» Supplied text
Oromo's are believed to have integrated over time with the people from different ethnic groups and religions of Kingdom of Damot, Kingdom of Ennarea, Sultanate of Showa, Sultanate of Bale, Gurage, Gafat, Ganz province, Maya, Hadiya Sultanate, Fatagar, Sultanate of Dawaro, Werjih, Gidim, Adal Sultanate, Sultanate of Ifat and other people of Abyssinian Empire after 16th century Oromo expansion.[48][49]

History

Pre-19th century

Historically, Afaan Oromo-speaking people used their own Gadaa system of governance. Oromos also had a number of independent kingdoms, which they shared with the Sidama people. Among these were the Gibe region kingdoms of Gera, Gomma, Garo, Gumma, Jimma and Leeqa-Nekemte and Limmu-Ennarea, as well as the kingdom of Jiren.

» Task input
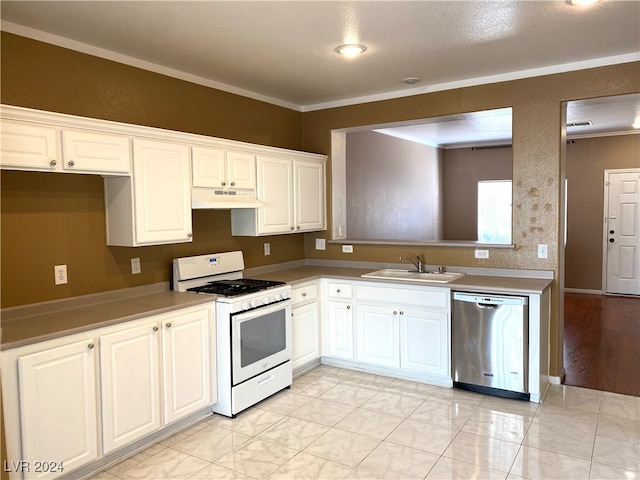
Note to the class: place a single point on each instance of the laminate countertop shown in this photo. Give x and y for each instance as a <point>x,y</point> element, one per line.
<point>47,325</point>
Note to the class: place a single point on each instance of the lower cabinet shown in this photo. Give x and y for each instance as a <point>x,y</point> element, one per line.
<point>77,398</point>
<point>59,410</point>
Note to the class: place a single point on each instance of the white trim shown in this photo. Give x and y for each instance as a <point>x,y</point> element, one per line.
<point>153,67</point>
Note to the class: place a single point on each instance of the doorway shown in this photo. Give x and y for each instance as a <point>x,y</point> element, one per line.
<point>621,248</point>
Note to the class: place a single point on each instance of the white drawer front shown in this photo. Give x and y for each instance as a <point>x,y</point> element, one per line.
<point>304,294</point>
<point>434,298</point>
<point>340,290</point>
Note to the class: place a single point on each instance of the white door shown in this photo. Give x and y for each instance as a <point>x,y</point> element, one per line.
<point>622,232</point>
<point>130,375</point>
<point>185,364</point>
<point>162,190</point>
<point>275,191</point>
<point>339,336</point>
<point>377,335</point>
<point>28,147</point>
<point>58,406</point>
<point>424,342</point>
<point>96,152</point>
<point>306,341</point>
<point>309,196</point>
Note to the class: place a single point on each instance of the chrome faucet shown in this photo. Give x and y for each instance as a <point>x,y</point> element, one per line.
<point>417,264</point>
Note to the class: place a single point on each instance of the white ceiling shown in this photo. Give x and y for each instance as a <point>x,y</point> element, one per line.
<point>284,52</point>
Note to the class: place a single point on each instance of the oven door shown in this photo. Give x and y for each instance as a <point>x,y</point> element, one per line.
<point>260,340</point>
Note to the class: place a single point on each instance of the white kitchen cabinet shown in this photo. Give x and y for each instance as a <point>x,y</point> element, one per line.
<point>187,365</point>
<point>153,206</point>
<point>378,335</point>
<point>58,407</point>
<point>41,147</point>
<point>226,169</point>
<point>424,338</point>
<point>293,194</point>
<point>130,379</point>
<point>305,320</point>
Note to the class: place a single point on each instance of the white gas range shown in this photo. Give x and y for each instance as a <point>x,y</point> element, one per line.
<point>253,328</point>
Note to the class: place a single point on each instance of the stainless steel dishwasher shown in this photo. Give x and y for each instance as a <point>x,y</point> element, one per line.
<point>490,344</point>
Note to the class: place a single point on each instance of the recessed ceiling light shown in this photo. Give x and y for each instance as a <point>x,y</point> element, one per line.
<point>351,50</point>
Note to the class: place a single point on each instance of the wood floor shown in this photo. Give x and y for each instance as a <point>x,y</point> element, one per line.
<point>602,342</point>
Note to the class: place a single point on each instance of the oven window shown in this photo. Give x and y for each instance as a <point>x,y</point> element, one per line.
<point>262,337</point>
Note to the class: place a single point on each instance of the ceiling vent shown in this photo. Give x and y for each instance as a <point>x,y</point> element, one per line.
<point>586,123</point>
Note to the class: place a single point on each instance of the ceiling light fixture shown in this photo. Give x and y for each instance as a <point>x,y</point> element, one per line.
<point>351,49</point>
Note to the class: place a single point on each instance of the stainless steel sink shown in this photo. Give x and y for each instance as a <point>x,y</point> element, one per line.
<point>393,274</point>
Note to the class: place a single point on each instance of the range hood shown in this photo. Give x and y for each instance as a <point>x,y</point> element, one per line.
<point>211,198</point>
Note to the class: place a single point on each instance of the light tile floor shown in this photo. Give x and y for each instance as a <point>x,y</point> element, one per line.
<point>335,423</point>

==

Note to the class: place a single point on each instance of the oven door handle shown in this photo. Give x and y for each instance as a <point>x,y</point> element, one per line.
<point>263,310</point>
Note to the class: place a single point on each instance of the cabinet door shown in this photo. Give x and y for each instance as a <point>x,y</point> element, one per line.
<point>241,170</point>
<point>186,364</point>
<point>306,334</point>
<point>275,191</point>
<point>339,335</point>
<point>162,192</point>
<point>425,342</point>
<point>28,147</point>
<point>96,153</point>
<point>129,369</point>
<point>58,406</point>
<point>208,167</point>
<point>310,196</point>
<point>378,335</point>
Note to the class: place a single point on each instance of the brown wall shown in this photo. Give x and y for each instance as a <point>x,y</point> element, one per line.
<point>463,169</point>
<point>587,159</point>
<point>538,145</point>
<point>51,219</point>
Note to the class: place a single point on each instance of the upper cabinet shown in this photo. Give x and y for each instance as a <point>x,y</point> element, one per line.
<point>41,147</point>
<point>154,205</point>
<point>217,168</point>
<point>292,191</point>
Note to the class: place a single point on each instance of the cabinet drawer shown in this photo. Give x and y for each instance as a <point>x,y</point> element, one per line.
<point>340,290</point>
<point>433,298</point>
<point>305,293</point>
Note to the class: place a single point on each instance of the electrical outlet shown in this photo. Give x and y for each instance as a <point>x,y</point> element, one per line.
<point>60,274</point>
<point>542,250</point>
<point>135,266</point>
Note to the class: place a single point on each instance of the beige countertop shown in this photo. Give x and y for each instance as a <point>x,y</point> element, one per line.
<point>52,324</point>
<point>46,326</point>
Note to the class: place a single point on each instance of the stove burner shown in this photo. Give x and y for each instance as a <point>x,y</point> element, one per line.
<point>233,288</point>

» Directives
• A. Answer these questions from the passage on Oromo history:
(i) After which century's Oromo expansion are the Oromos believed to have integrated with other peoples?
(ii) What system of governance did Afaan Oromo-speaking people historically use?
(iii) With which people did the Oromos share a number of independent kingdoms?
• B. Pull out every line of the records that contains the string "cabinet". Case counts.

» Solution list
• A.
(i) The 16th century.
(ii) The Gadaa system.
(iii) The Sidama people.

• B.
Note to the class: place a single point on each instance of the lower cabinet shown in this photo. Give x and y for each instance as a <point>x,y</point> element, one per line.
Note to the class: place a single point on each instance of the white kitchen cabinet shown in this photo. Give x and y for each instance as a <point>x,y</point> element, one per line.
Note to the class: place a single point on each instance of the cabinet door shown in this photo. Give x and y for each instance as a <point>x,y</point> element, one per line.
Note to the class: place a single point on each instance of the upper cabinet shown in this photo. Give x and y for each instance as a <point>x,y</point> element, one per line.
Note to the class: place a single point on each instance of the cabinet drawer shown in this photo. Give x and y for each instance as a <point>x,y</point> element, one per line.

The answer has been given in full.